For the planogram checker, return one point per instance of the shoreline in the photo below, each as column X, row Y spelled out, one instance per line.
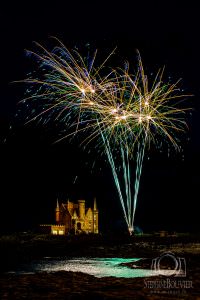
column 77, row 285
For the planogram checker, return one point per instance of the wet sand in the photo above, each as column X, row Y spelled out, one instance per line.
column 71, row 285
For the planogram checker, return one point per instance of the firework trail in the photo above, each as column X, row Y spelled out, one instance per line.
column 124, row 111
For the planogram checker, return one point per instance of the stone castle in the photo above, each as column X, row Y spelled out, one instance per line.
column 74, row 218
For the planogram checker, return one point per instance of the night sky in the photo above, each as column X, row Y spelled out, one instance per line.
column 35, row 171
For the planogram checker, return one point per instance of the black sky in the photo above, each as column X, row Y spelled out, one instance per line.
column 34, row 171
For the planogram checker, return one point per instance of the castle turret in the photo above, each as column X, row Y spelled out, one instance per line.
column 95, row 216
column 57, row 213
column 81, row 208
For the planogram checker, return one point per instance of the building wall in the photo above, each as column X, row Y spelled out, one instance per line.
column 75, row 218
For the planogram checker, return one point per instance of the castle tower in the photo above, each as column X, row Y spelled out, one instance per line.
column 95, row 216
column 81, row 208
column 57, row 213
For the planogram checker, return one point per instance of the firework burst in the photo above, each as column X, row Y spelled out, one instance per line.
column 121, row 110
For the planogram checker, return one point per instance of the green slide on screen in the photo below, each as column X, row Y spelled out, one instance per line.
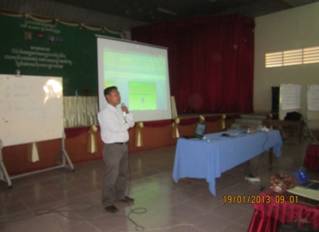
column 142, row 95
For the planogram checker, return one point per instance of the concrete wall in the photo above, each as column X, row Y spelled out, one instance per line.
column 290, row 29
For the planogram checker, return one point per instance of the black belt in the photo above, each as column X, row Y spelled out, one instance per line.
column 120, row 143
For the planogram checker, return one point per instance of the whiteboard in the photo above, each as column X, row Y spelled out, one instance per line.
column 31, row 109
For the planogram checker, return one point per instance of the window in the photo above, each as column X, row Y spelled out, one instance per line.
column 292, row 57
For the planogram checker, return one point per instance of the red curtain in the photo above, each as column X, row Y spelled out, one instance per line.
column 210, row 61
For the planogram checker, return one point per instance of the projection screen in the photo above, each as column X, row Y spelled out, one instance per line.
column 140, row 71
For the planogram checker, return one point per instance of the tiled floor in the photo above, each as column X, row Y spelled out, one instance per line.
column 63, row 201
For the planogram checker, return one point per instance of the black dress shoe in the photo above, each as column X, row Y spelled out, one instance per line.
column 128, row 200
column 111, row 209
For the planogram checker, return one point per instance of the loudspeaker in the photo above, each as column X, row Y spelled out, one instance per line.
column 275, row 94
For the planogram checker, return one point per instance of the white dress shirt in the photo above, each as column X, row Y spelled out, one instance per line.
column 114, row 124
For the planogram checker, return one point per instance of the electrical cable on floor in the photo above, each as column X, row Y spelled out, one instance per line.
column 133, row 211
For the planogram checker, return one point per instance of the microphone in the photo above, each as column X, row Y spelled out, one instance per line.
column 123, row 105
column 124, row 113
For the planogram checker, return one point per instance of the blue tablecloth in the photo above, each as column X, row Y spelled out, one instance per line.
column 210, row 157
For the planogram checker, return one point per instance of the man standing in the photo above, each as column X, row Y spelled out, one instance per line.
column 114, row 122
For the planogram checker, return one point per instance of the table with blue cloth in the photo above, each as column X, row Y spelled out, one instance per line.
column 216, row 153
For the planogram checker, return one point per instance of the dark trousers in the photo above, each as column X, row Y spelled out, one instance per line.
column 115, row 181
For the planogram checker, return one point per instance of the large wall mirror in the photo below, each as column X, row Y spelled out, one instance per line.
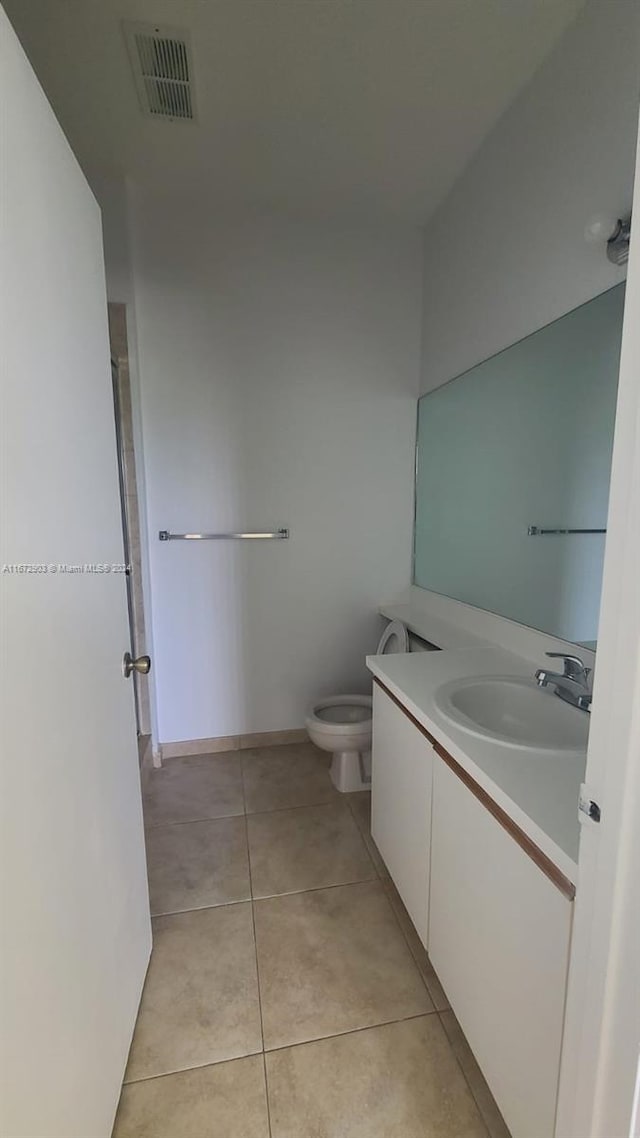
column 518, row 445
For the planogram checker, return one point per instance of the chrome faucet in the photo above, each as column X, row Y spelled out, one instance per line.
column 571, row 685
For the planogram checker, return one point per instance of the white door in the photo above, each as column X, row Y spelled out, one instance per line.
column 75, row 932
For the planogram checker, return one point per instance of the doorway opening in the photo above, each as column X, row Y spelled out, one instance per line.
column 130, row 513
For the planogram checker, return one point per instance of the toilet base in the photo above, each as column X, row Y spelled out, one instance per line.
column 351, row 770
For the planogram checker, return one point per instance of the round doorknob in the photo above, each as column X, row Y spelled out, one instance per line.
column 142, row 664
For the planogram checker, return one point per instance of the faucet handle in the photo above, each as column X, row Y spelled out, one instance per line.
column 574, row 667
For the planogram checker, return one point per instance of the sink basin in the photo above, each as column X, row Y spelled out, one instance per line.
column 515, row 711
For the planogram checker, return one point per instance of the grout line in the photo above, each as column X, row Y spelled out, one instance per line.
column 298, row 806
column 255, row 953
column 196, row 1066
column 351, row 1031
column 465, row 1075
column 191, row 822
column 202, row 908
column 286, row 1047
column 320, row 889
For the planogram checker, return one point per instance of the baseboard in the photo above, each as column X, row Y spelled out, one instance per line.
column 145, row 756
column 182, row 748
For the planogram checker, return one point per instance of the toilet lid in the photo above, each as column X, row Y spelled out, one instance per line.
column 394, row 638
column 344, row 712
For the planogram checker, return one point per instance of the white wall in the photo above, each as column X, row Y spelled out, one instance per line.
column 506, row 253
column 279, row 372
column 75, row 936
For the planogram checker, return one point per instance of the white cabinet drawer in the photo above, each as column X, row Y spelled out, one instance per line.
column 401, row 803
column 499, row 940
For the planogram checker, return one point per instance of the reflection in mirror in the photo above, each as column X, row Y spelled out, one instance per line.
column 524, row 439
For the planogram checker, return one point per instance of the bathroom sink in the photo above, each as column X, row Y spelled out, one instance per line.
column 514, row 711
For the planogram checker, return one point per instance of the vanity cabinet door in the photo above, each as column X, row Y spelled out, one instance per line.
column 499, row 940
column 401, row 805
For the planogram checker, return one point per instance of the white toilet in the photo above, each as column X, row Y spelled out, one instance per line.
column 342, row 724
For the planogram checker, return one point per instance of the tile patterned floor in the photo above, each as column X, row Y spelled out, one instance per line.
column 288, row 994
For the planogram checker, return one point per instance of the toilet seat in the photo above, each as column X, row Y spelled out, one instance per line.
column 344, row 715
column 394, row 638
column 344, row 724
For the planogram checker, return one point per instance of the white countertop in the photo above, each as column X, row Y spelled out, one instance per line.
column 539, row 790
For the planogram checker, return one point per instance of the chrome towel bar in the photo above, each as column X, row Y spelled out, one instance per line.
column 279, row 535
column 535, row 532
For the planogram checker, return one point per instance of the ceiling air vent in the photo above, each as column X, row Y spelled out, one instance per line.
column 162, row 67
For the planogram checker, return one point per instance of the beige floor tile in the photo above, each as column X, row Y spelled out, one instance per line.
column 417, row 949
column 281, row 776
column 200, row 1003
column 396, row 1081
column 226, row 1101
column 486, row 1104
column 200, row 786
column 360, row 803
column 196, row 864
column 305, row 848
column 331, row 961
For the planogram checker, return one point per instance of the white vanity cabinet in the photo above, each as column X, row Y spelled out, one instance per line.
column 499, row 940
column 401, row 803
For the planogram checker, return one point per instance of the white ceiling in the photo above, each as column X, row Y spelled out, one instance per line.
column 351, row 107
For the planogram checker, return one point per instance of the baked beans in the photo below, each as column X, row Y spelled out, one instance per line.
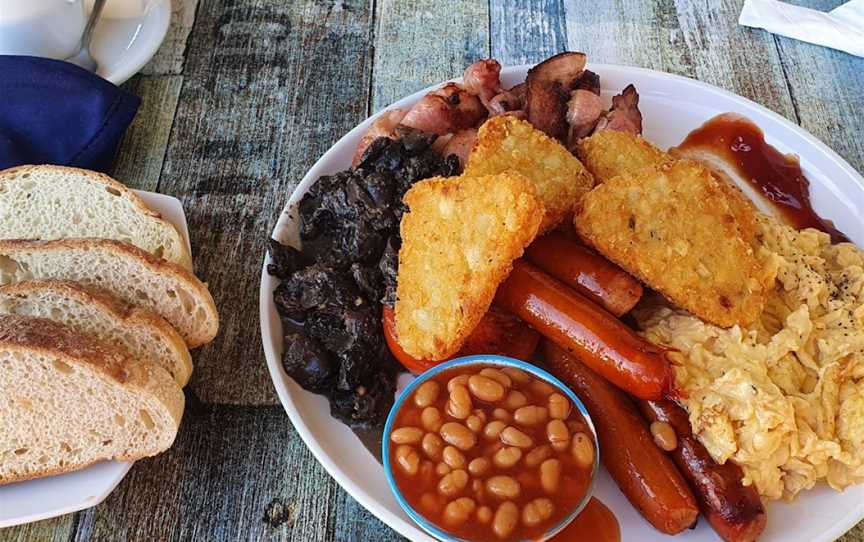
column 507, row 454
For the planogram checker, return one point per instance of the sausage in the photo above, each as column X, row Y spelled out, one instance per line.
column 583, row 328
column 587, row 272
column 646, row 475
column 735, row 511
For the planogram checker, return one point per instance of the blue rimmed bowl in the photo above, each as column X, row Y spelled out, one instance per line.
column 482, row 361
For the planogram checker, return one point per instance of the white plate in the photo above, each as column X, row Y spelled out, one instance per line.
column 123, row 46
column 34, row 500
column 671, row 107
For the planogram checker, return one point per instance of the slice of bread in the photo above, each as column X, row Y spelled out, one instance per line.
column 55, row 202
column 142, row 333
column 127, row 272
column 67, row 402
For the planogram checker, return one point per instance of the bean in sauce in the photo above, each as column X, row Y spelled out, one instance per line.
column 504, row 461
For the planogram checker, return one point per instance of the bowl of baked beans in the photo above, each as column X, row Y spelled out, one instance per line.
column 489, row 448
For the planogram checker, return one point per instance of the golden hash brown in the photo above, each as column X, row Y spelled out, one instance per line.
column 672, row 226
column 505, row 143
column 742, row 207
column 459, row 240
column 610, row 153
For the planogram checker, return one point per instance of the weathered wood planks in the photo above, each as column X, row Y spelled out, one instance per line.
column 695, row 39
column 422, row 42
column 169, row 58
column 527, row 31
column 142, row 150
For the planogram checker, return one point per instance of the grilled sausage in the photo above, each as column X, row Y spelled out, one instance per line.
column 735, row 511
column 583, row 328
column 587, row 272
column 646, row 475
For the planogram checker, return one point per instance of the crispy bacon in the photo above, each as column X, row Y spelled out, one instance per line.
column 384, row 126
column 549, row 87
column 624, row 116
column 583, row 111
column 509, row 101
column 483, row 79
column 448, row 109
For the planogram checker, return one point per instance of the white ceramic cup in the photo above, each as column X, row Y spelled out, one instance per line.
column 47, row 28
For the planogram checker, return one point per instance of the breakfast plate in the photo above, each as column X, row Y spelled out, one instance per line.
column 122, row 46
column 34, row 500
column 672, row 106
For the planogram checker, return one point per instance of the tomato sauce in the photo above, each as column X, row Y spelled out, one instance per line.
column 775, row 176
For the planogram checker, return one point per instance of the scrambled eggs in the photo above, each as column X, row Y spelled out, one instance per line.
column 784, row 396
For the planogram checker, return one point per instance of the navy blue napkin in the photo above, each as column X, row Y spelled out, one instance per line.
column 53, row 112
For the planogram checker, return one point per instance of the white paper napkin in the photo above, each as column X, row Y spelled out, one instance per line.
column 841, row 28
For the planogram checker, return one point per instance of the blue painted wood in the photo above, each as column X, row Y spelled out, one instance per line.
column 527, row 31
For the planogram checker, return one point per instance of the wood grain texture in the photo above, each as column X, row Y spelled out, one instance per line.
column 142, row 149
column 829, row 107
column 235, row 473
column 268, row 87
column 527, row 31
column 169, row 58
column 699, row 39
column 421, row 42
column 50, row 530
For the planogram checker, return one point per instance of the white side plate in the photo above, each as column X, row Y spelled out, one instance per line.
column 671, row 106
column 34, row 500
column 123, row 46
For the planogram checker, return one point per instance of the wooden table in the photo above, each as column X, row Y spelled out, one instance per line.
column 241, row 100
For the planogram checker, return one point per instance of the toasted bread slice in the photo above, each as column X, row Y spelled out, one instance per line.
column 507, row 144
column 142, row 333
column 127, row 272
column 67, row 402
column 672, row 226
column 55, row 202
column 459, row 240
column 610, row 153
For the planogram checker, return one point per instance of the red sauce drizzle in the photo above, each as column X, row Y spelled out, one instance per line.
column 595, row 523
column 778, row 177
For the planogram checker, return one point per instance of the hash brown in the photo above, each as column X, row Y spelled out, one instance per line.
column 610, row 153
column 672, row 226
column 459, row 239
column 505, row 143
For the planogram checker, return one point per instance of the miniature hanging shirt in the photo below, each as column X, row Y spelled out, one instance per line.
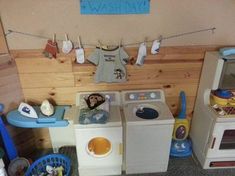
column 110, row 64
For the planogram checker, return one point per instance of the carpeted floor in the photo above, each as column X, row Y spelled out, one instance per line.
column 177, row 167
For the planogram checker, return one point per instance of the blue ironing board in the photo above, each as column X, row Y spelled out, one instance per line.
column 56, row 120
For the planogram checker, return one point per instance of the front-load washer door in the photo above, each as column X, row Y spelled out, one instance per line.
column 99, row 146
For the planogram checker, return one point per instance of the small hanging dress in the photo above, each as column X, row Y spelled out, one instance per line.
column 110, row 64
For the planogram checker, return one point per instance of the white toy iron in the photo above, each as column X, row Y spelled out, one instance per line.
column 27, row 110
column 47, row 108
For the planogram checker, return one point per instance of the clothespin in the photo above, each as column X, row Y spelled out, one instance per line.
column 79, row 42
column 53, row 38
column 145, row 40
column 156, row 45
column 66, row 37
column 120, row 43
column 102, row 46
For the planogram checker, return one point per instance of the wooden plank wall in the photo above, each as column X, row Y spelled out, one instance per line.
column 173, row 69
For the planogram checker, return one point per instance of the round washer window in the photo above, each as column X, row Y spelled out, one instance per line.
column 99, row 147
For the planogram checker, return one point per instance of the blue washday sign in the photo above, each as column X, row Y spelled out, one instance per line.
column 114, row 7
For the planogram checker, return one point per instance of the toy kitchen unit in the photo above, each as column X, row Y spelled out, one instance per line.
column 213, row 123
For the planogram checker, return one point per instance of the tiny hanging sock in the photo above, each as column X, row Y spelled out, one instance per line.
column 67, row 45
column 51, row 48
column 79, row 52
column 142, row 53
column 156, row 46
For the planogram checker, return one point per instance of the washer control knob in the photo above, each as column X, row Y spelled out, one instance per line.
column 131, row 96
column 153, row 95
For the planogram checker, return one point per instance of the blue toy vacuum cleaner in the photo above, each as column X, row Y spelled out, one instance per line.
column 181, row 145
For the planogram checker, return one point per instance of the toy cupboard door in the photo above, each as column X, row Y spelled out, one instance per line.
column 222, row 143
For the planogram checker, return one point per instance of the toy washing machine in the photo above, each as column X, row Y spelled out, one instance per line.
column 148, row 128
column 99, row 146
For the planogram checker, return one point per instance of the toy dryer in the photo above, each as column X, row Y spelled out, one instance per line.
column 213, row 125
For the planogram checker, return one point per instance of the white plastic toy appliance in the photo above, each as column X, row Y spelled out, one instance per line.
column 27, row 110
column 47, row 108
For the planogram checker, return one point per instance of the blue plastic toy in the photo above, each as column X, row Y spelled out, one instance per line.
column 7, row 141
column 181, row 145
column 54, row 160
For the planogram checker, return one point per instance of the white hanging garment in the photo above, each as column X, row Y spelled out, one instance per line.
column 155, row 46
column 142, row 53
column 79, row 52
column 67, row 45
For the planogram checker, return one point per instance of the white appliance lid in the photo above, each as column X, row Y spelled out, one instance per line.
column 113, row 120
column 164, row 117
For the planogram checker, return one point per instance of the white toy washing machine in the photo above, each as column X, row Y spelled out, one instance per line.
column 99, row 146
column 148, row 128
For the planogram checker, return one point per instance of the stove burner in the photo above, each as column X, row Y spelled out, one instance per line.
column 146, row 113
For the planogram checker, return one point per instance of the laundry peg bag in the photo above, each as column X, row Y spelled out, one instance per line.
column 110, row 64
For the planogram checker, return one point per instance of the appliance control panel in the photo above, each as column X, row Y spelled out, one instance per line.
column 138, row 96
column 113, row 97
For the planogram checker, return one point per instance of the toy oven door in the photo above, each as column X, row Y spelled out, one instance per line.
column 222, row 141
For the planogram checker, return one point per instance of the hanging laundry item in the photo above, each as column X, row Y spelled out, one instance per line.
column 51, row 48
column 155, row 46
column 67, row 45
column 79, row 52
column 110, row 64
column 142, row 53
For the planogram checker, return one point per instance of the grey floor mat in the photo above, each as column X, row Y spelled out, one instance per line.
column 177, row 167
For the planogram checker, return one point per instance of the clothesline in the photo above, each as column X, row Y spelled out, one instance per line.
column 10, row 31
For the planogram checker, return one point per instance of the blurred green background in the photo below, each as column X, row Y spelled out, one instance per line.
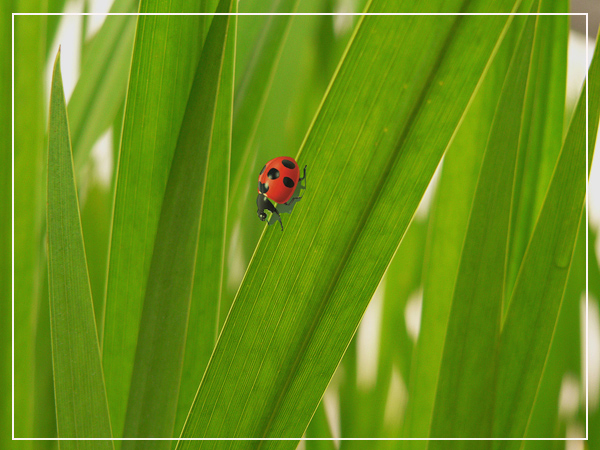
column 387, row 382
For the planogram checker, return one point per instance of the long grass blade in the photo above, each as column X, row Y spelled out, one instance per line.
column 29, row 162
column 81, row 405
column 206, row 298
column 542, row 130
column 5, row 230
column 531, row 319
column 102, row 83
column 469, row 359
column 165, row 55
column 201, row 147
column 447, row 228
column 288, row 327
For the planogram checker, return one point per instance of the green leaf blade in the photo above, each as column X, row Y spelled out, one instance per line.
column 469, row 359
column 152, row 406
column 531, row 319
column 81, row 405
column 153, row 112
column 289, row 327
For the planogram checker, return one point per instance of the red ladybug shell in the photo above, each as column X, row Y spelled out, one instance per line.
column 279, row 178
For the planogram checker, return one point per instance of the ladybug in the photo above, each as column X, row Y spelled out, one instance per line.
column 278, row 180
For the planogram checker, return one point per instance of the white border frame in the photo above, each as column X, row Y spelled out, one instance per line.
column 587, row 62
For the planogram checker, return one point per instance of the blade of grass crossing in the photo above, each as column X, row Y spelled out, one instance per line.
column 542, row 129
column 166, row 52
column 252, row 89
column 363, row 408
column 531, row 319
column 208, row 274
column 447, row 229
column 81, row 406
column 29, row 175
column 469, row 360
column 257, row 63
column 155, row 381
column 5, row 228
column 564, row 357
column 308, row 313
column 319, row 428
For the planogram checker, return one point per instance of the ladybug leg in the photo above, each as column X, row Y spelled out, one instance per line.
column 275, row 217
column 303, row 185
column 300, row 188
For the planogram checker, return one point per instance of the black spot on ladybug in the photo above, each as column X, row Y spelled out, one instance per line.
column 273, row 174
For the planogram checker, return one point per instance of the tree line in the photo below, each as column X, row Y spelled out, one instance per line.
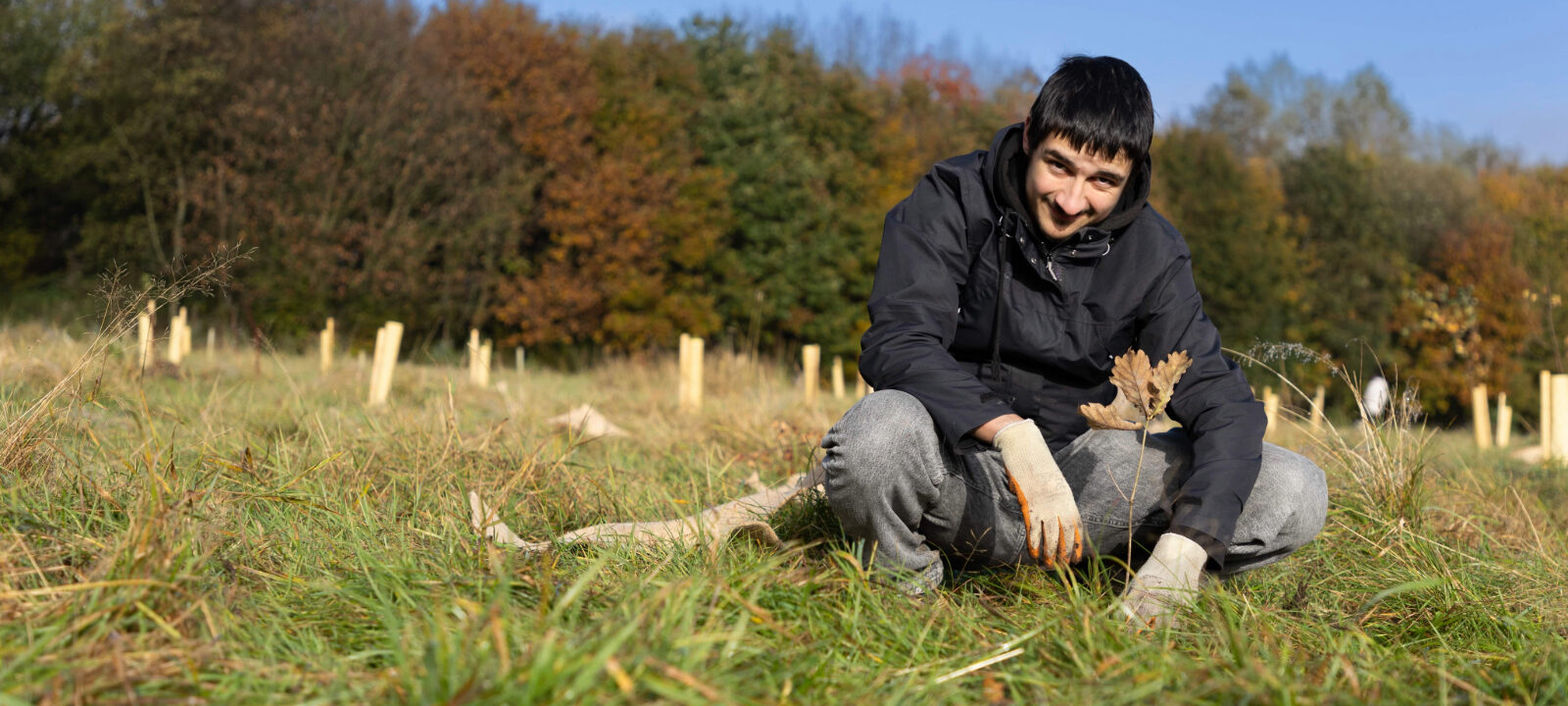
column 569, row 187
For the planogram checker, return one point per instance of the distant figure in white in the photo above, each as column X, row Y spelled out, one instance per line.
column 1376, row 397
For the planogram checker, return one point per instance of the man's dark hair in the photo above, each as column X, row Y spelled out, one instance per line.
column 1095, row 102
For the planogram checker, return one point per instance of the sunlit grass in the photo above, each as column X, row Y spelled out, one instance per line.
column 248, row 530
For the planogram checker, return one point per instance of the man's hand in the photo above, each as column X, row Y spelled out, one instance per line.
column 1164, row 584
column 1055, row 537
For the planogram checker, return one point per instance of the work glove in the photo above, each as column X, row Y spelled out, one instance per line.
column 1164, row 584
column 1054, row 537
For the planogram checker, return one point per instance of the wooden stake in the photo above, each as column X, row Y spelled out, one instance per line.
column 1481, row 418
column 1559, row 418
column 698, row 347
column 474, row 357
column 388, row 344
column 185, row 333
column 482, row 373
column 684, row 374
column 326, row 344
column 1504, row 421
column 176, row 334
column 143, row 341
column 811, row 377
column 1546, row 424
column 1317, row 408
column 375, row 361
column 1270, row 412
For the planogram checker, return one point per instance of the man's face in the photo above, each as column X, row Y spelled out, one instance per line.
column 1068, row 188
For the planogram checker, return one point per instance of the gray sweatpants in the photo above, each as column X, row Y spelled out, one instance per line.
column 899, row 488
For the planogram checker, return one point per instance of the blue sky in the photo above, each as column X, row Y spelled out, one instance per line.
column 1487, row 68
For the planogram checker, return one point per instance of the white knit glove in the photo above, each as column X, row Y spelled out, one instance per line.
column 1165, row 582
column 1055, row 537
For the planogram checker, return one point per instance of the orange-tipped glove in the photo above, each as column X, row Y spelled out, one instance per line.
column 1055, row 537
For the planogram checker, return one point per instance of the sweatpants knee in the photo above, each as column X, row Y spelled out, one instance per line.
column 885, row 441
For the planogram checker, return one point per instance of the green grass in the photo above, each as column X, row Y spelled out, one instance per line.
column 255, row 533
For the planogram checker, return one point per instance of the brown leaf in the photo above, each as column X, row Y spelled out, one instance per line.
column 1164, row 378
column 1102, row 416
column 1131, row 374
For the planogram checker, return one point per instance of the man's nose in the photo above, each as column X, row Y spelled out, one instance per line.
column 1071, row 198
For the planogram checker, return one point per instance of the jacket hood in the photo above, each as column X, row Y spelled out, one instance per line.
column 1008, row 164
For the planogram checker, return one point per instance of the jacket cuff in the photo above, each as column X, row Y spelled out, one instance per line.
column 1214, row 548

========

**OBJECTIF DE L'EXERCICE**
Pouvez-vous recopier à l'identique le passage allant du début des lignes jusqu'à la ligne contenant « column 35, row 171 » incluse, en laissant les images de côté ?

**RÉPONSE**
For the planogram checker, return one point per instance of the shoreline in the photo below, each as column X, row Y spelled out, one instance per line.
column 77, row 285
For the planogram checker, return one point per instance of the wet sand in the photo above, each as column X, row Y spelled out, one instance per line.
column 71, row 285
For the planogram checker, return one point per instance of the firework trail in the photo above, each as column X, row Y spelled out, one instance per line.
column 124, row 111
For the planogram checker, return one point per instance of the stone castle in the photo above, each as column X, row Y spelled out, one instance per line.
column 74, row 218
For the planogram checker, return one point per instance of the night sky in the photo above, each as column X, row Y spelled out, one instance per line.
column 35, row 171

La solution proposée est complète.